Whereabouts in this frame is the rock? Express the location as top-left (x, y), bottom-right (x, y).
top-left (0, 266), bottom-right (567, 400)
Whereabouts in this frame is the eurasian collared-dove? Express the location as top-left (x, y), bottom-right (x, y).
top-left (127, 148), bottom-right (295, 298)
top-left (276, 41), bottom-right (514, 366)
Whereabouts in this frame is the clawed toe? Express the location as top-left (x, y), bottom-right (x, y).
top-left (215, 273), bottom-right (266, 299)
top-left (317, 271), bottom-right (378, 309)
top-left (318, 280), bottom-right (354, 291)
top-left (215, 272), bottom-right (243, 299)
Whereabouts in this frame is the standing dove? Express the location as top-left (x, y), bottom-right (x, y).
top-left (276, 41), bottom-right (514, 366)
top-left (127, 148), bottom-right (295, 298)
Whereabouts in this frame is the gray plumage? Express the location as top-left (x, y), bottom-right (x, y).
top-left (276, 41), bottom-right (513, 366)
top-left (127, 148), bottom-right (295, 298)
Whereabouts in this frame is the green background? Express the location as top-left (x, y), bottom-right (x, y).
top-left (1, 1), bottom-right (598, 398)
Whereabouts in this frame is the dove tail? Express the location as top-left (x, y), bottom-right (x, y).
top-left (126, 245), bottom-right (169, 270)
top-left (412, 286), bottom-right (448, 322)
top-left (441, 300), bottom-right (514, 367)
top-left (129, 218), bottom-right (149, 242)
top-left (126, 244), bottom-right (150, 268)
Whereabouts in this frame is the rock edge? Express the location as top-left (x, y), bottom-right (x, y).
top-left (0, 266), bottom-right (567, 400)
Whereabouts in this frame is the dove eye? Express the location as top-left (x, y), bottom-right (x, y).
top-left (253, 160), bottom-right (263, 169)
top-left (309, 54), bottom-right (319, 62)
_ _ _ _ _
** Requirement **
Now that the records have been shown, restate each one word for word.

** Output of the exercise **
Whereabouts in this frame is the rock? Express the location as top-left (x, y), bottom-right (x, y).
top-left (0, 266), bottom-right (567, 400)
Whereabouts in this frame is the eurasian collared-dove? Express the location as top-left (x, y), bottom-right (x, y).
top-left (127, 148), bottom-right (295, 298)
top-left (276, 41), bottom-right (514, 366)
Whereabouts in this frame is the clawed toe? Express the location as top-left (x, y), bottom-right (x, y).
top-left (215, 273), bottom-right (266, 299)
top-left (317, 271), bottom-right (378, 309)
top-left (318, 280), bottom-right (354, 291)
top-left (215, 272), bottom-right (243, 299)
Whereabouts in this frame is the standing dove? Express the location as top-left (x, y), bottom-right (x, y).
top-left (276, 41), bottom-right (514, 366)
top-left (127, 148), bottom-right (295, 298)
Whereabouts in this frame is the gray plumage? Express the location as top-left (x, y), bottom-right (x, y).
top-left (276, 41), bottom-right (513, 366)
top-left (127, 148), bottom-right (295, 298)
Whereabouts in this frame is the green background? Express the location as top-left (x, y), bottom-right (x, y).
top-left (1, 1), bottom-right (598, 398)
Whereabouts in this frame is the dove tail? Express the location as top-left (x, y), bottom-right (x, y).
top-left (126, 245), bottom-right (169, 270)
top-left (412, 286), bottom-right (448, 322)
top-left (441, 300), bottom-right (514, 367)
top-left (129, 218), bottom-right (149, 242)
top-left (126, 244), bottom-right (150, 268)
Whereabouts in this frame is the rock edge? Express the location as top-left (x, y), bottom-right (x, y).
top-left (0, 266), bottom-right (567, 400)
Whereabouts in this frame is the dove eye? Express the location as top-left (x, y), bottom-right (x, y).
top-left (253, 160), bottom-right (263, 169)
top-left (309, 54), bottom-right (319, 62)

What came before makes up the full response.